Entries provided:

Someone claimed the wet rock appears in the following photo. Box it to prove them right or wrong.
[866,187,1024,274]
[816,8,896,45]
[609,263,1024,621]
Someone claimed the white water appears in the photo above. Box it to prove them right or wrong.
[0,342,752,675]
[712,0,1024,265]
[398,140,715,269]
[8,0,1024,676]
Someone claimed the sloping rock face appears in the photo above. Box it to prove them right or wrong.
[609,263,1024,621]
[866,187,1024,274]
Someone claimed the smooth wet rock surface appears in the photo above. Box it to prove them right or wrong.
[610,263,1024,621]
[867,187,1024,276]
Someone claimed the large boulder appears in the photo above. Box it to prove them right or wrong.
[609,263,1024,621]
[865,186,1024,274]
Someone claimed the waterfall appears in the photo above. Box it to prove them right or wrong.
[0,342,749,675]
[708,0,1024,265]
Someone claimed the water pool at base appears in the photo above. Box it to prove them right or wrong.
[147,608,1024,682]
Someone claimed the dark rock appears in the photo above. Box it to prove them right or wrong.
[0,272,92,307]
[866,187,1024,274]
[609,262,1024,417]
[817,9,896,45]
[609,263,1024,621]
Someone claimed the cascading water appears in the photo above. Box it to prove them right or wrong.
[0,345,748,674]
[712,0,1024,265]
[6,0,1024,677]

Written problem: Recast all of the lines above as a Markdown table with the columns "Number" and "Line", numbering each row and omitting blank lines.

Solution for this problem:
| Number | Line |
|---|---|
| 1 | Someone claimed the wet rock appears in the following photo. Box it to prove them right or wrong. |
| 2 | [866,187,1024,274] |
| 3 | [816,8,896,45] |
| 4 | [609,263,1024,621] |
| 5 | Someone claimed the white water appears in the photo above. Box it to prove them right or wrong. |
| 6 | [0,342,752,675] |
| 7 | [712,0,1024,265] |
| 8 | [398,140,715,269] |
| 9 | [8,0,1024,676] |
| 10 | Someone claimed the sloping rock face appears in the photo above. Box it to prove them right or wrong. |
| 11 | [609,263,1024,621] |
| 12 | [866,187,1024,274] |
| 13 | Someone claimed the smooth wet rock surface appears in the photo above. Box it to prove them right or wrong. |
| 14 | [610,263,1024,621] |
| 15 | [867,187,1024,276] |
| 16 | Someone claimed the large boulder appears in the photo above. Box it to prove them right or wrong. |
| 17 | [609,263,1024,621] |
| 18 | [865,186,1024,274] |
| 19 | Someone claimed the waterfall appears in the photo above. Box it to prove them right or wrong. |
| 20 | [0,342,749,675] |
| 21 | [708,0,1024,265] |
| 22 | Someone claimed the water pool at base appears in the photo above. Box it to prove them right or wrong. |
| 23 | [147,608,1024,682] |
| 24 | Someone claimed the dark rock appears in the photo above. Box it to prove them right or wrong. |
| 25 | [0,272,92,307] |
| 26 | [866,187,1024,274] |
| 27 | [609,262,1024,417] |
| 28 | [817,9,896,45] |
| 29 | [609,263,1024,621] |
| 30 | Someone claimed the cascading water appears in the photo above. Box it to prove them right or wrong. |
| 31 | [0,345,748,674] |
| 32 | [712,0,1024,265] |
| 33 | [6,0,1024,677] |